======== Data lines

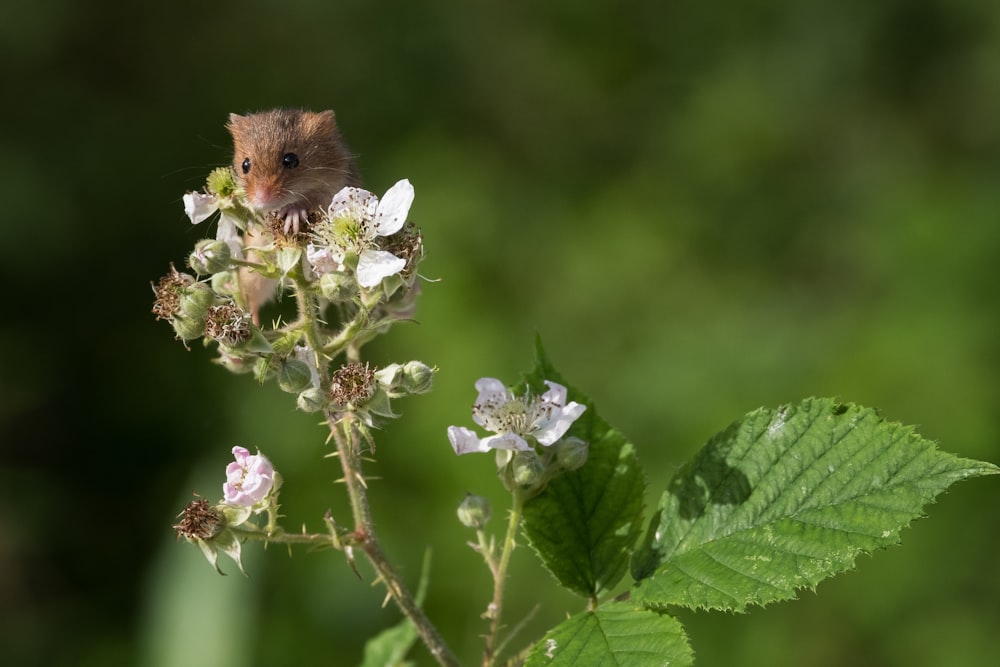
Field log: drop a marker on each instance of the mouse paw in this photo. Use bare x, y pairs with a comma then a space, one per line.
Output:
294, 216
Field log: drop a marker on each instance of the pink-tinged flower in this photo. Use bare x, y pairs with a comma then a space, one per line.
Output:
514, 419
248, 479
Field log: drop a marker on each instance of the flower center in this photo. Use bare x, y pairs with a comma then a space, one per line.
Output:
502, 413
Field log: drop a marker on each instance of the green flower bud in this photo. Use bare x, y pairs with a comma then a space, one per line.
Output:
571, 452
265, 368
188, 328
194, 302
337, 286
474, 511
417, 377
527, 470
294, 376
222, 182
209, 256
313, 399
390, 378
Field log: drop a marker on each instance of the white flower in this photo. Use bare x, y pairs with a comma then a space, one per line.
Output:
199, 206
248, 479
513, 419
324, 259
371, 219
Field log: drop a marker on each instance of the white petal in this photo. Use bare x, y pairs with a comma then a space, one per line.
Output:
560, 421
506, 441
374, 265
324, 259
353, 203
556, 393
199, 206
487, 386
228, 232
464, 440
393, 209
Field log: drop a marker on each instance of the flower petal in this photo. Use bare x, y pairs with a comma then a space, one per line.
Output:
556, 393
506, 441
390, 216
354, 203
374, 265
558, 423
465, 440
324, 259
199, 206
228, 233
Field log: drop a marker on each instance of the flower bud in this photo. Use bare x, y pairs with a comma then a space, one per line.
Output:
474, 511
313, 399
337, 286
417, 377
390, 378
222, 182
199, 520
527, 469
294, 376
209, 256
571, 452
194, 301
188, 328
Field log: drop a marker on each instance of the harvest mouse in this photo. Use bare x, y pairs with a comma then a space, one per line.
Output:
289, 161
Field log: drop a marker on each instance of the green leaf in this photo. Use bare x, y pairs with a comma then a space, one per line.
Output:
389, 647
584, 524
619, 635
784, 499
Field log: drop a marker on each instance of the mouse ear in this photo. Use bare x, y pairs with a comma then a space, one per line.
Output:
324, 121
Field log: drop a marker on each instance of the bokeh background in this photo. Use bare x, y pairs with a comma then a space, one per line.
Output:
702, 207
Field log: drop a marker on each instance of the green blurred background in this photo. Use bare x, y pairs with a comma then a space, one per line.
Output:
702, 207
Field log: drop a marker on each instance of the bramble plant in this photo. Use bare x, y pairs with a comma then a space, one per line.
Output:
778, 501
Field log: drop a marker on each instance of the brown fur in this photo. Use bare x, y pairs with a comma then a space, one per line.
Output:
325, 165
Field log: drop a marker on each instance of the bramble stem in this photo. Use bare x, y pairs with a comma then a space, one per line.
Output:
346, 435
495, 609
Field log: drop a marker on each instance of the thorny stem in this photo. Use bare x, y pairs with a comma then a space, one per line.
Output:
346, 436
495, 609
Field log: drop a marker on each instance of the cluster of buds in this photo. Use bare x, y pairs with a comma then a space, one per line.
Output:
353, 272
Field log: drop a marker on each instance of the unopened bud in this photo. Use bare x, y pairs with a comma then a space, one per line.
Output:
222, 182
209, 256
264, 368
527, 469
194, 301
474, 511
199, 521
571, 452
417, 377
188, 328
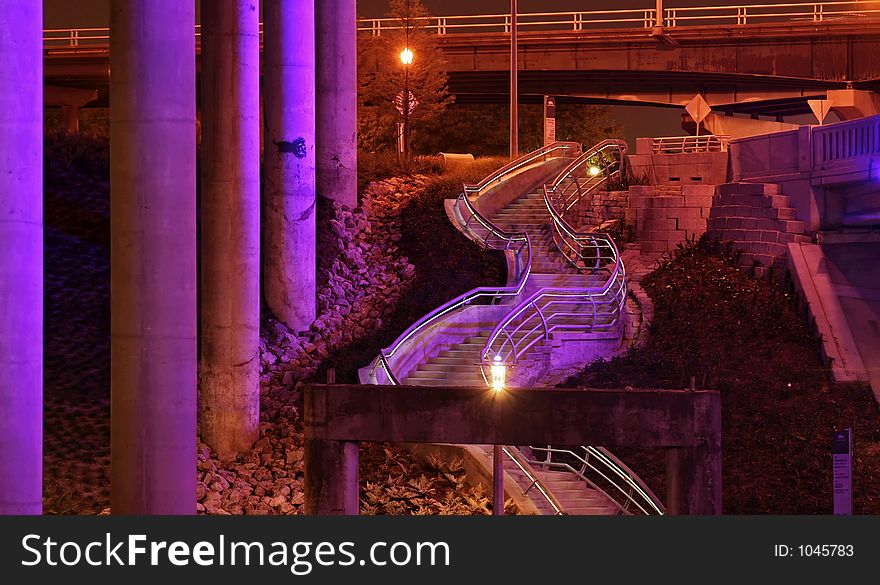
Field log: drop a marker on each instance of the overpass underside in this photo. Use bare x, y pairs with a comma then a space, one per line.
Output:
755, 69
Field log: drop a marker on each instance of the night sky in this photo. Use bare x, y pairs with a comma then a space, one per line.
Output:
637, 120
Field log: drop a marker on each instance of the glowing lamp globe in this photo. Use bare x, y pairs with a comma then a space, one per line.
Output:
498, 374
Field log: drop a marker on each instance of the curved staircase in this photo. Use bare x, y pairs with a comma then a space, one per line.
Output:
566, 287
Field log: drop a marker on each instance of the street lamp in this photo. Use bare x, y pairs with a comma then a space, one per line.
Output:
406, 57
499, 375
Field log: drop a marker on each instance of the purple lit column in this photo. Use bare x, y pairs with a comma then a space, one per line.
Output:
230, 246
21, 264
289, 233
153, 256
337, 100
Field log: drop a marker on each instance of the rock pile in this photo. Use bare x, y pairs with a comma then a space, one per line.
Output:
357, 289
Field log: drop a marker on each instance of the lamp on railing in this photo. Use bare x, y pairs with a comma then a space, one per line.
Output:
499, 374
406, 57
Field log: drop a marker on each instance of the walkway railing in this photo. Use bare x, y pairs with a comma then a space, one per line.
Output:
535, 482
602, 471
572, 188
691, 144
559, 310
488, 235
846, 140
730, 15
574, 310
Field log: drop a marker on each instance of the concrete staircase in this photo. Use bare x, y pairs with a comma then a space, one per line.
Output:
459, 365
571, 492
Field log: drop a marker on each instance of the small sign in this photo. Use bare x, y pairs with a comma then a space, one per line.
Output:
549, 120
820, 109
841, 456
398, 102
699, 109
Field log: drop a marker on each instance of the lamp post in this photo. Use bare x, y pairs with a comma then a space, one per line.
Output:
514, 92
406, 57
498, 371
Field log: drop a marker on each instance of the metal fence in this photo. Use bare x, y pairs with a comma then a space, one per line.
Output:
729, 15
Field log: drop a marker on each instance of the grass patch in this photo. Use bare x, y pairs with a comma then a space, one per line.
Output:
746, 338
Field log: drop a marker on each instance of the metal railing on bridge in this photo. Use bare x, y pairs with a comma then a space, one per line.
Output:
730, 15
846, 140
691, 144
489, 236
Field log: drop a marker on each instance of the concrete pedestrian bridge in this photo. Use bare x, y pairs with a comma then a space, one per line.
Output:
751, 59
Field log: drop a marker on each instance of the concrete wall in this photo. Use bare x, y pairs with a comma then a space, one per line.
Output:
783, 158
665, 216
701, 168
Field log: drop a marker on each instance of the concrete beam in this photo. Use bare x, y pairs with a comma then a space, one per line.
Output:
21, 266
646, 418
338, 416
850, 104
736, 127
289, 234
153, 257
54, 95
337, 101
229, 409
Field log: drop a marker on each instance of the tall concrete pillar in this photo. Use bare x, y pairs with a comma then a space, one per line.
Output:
153, 257
21, 264
230, 213
289, 233
337, 100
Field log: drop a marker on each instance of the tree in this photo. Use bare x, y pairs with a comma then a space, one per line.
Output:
381, 79
482, 129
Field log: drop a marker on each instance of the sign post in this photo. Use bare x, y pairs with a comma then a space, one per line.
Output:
699, 109
841, 456
549, 119
820, 109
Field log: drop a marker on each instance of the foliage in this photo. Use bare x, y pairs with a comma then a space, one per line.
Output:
376, 166
745, 337
446, 262
381, 77
396, 483
483, 129
76, 153
623, 181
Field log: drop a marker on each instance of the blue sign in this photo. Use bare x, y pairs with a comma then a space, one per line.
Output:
841, 456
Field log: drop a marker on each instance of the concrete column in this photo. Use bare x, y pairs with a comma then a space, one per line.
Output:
337, 100
331, 475
289, 233
153, 257
230, 212
21, 264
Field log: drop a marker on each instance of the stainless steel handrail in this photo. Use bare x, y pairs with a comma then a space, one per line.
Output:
523, 465
494, 238
691, 144
628, 488
735, 14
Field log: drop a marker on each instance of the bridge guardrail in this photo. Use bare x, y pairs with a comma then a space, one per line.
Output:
730, 15
691, 144
845, 140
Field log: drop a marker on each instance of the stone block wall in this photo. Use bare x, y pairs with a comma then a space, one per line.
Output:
604, 206
757, 220
666, 215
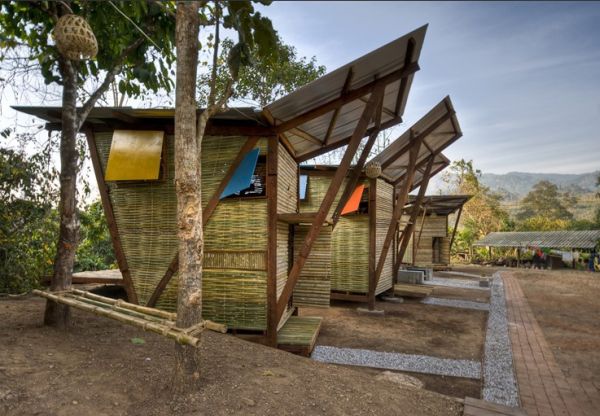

================

What to produce →
List every line in the entries that contains the word "white".

Expected answer →
Field log: drop a marker on each instance of the white flower in this photo. Use bare x, y pairs with a comma then a space, one per line.
Field log: drop a marker on each instance of the white petal in this photo. Use bare x, y pairs with a comma then a space, one per line.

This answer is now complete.